* BEGIN Source extract *
When an eBird user receives an email about one of their observations, it means that there is potentially something significant about it: for example, it could be a rare species, a species outside of its normal range, an unusually early or late date for a migrant; or, in a few cases, it could be an error, either because of data entry or misidentification. Regardless of the reason, following up on these observations increases our collective knowledge about birds in India, and improves our birding knowledge and skills.

Based on the documentation accompanying the observation, a reviewer will categorise it as confirmed or unconfirmed.

A confirmed record is one with sufficient documentation to be made available for public use.

An unconfirmed record has insufficient supporting documentation to confirm it “beyond reasonable doubt”. This does not mean that the observation or ID is incorrect — it is an evaluation of the documentation, not just the identity of the species.

The only implication of records being unconfirmed are that they are excluded from public output, such as the eBird species maps and other reports, plus the full dataset available for download. They remain, however, on the checklists of the original observers and are included in their personal lists and reports. And, if new information comes to light, it’s quite possible for a previous unconfirmed record to be marked as confirmed.

We are extremely grateful for the efforts put in by eBird reviewers and users, which together contribute to building a valuable, comprehensive and authoritative resource for information about the status of birds in India.

The rest of this article describes in detail how the review process works.

“Your Emperor Penguin observation in eBird”

Many of you will have received emails like this (admittedly probably not for this species though!) This article is to explain why you receive these, and why you should be pleased when you get one!

Read on, or click on a heading below to jump directly to the section.

Importance of eBird Data Quality
- eBird Data in India
- Data Errors
eBird Review Process
Conclusion
Further Information

Importance of eBird Data Quality

eBird data is made publicly available and is used heavily around the world by the research and conservation communities. This data is used for various purposes, including the designation of new Important Bird and Biodiversity Areas (IBA) and Ramsar sites, contributing to Environmental Impact Assessments (EIA) for development projects, as well as many local habitat protection projects. As observers we should try to ensure the highest possible level of data quality so as not to jeopardise such initiatives; in effect, our aim is that any user of eBird data should be able to trust any record that they view.

eBird Data in India

Despite a long history of ornithology in India, it is surprising how little we know about even some of our common birds.

When do Blyth’s Reed Warblers arrive in the autumn?

How many Garganeys are normal in November?

Are Little Swift numbers similar year-round or do some migrate?

What are the year-to-year changes in the bird life in my region?

How has the abundance of Indian Rollers been changing over time?

Field guides in India provide maps for distribution, with some notes about seasonality and status. However, these have often been based on the author’s opinion, or historical records, and include some level of guesswork. In some cases, the large number of observations in eBird can already tell us better information: for example, compare the distributions of Black-headed Ibis and Black-breasted Weaver from various field guides with the eBird maps.

Black-headed Ibis distribution
(left to right: Rasmussen and Anderton; Grimmett, Inskipp and Inskipp; eBird)
Note that while one field guide includes a contiguous north-south range in western India, and one shows presence, in the east and north-east, only the eBird map confirms both of these

Black-breasted Weaver distribution
(left to right: Rasmussen and Anderton; Grimmett, Inskipp and Inskipp; eBird)
* END Source extract *
* BEGIN Recorded data *
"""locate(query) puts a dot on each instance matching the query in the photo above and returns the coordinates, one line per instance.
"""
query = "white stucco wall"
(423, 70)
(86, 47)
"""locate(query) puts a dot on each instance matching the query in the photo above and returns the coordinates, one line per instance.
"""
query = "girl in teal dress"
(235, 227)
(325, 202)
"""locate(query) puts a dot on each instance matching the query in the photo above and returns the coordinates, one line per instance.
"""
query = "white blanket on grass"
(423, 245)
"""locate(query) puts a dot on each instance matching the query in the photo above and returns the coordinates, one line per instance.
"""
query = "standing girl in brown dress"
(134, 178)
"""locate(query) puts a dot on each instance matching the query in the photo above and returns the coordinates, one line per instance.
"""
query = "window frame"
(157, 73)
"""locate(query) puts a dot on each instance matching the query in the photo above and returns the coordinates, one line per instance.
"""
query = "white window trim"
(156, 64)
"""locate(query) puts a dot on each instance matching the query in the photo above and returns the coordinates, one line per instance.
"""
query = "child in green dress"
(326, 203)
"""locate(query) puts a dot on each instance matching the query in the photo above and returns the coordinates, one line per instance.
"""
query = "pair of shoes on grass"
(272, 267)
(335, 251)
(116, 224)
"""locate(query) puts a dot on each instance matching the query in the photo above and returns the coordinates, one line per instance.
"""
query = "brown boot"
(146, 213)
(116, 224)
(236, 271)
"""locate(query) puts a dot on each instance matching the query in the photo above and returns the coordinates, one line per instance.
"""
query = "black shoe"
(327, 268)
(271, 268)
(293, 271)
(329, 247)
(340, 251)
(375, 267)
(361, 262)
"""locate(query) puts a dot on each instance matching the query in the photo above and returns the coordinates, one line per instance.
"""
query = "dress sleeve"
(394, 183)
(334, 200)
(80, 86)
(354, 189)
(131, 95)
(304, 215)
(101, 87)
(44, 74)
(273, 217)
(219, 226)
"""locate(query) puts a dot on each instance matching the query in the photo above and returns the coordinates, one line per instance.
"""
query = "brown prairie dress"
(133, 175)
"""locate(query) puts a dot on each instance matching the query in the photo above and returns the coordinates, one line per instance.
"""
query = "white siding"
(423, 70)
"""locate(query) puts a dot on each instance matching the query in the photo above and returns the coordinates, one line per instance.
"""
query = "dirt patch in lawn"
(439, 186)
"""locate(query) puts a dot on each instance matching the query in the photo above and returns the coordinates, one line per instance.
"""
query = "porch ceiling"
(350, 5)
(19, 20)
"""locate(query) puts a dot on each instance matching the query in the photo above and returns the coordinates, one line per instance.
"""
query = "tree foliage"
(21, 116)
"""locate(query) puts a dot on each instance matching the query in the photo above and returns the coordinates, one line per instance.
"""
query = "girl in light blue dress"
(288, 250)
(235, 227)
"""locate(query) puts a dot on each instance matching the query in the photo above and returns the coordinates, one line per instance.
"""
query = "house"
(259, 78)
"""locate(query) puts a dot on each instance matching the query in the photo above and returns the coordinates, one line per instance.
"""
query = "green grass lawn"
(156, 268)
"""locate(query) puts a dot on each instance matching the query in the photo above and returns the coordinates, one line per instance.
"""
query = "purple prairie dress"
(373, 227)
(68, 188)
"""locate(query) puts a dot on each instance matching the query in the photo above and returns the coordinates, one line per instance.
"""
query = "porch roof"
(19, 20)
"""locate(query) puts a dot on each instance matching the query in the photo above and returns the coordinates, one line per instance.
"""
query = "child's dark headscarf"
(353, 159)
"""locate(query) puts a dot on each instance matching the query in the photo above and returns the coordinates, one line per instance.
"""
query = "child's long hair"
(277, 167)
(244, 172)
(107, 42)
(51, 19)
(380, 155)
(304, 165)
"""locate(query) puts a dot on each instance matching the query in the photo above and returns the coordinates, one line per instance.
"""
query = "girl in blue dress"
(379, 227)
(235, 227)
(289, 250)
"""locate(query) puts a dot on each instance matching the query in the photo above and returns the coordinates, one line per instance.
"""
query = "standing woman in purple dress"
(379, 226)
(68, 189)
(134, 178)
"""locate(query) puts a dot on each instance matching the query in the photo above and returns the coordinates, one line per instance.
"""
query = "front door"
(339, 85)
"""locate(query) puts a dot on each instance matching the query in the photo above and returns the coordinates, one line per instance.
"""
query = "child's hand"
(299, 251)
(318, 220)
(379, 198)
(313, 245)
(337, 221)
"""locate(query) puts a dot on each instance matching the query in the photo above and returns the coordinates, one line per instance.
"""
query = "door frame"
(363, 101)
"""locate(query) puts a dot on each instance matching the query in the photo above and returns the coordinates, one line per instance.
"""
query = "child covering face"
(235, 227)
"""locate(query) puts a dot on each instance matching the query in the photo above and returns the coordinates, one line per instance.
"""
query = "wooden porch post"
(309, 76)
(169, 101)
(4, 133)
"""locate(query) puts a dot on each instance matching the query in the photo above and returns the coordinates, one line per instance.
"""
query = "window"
* END Recorded data *
• [Objectives]
[1] In the eBird review article, what happens to an unconfirmed record on the original observer's checklist?
[2] Pick up the eBird review article after its final line and continue writing it.

• [Answers to the exercises]
[1] It stays on the original observer's checklist and is included in their personal lists and reports.

[2]
Note especially the presence in the south and centre as depicted by eBird but neither field guide

How can we have confidence that the eBird maps are more accurate?

Data Errors

As with any large-scale citizen-science project, there is always the possibility that erroneous data will be entered. With eBird this could be for many different reasons, aside from actual misidentifications, a few of which are listed below:

simple typing errors, e.g. entering 100 instead of 10
selecting the wrong species by being confused with names; e.g. Common Cuckoo instead of Asian Koel
Asian Koel – a common cuckoo, but not a Common Cuckoo!
© Savio Fonseca
personally knowing birds by different names to the standard names used in eBird, and therefore not finding the species you were expecting and selecting another that seems correct; e.g. looking for Common Goldenback and using Common Flameback instead when Black-rumped Flameback is actually the required species
selecting an unintended species when using eBird short codes; e.g. Grey Wagtail instead of Greenish Warbler (both of which use the same eBird short code of ‘GRWA’)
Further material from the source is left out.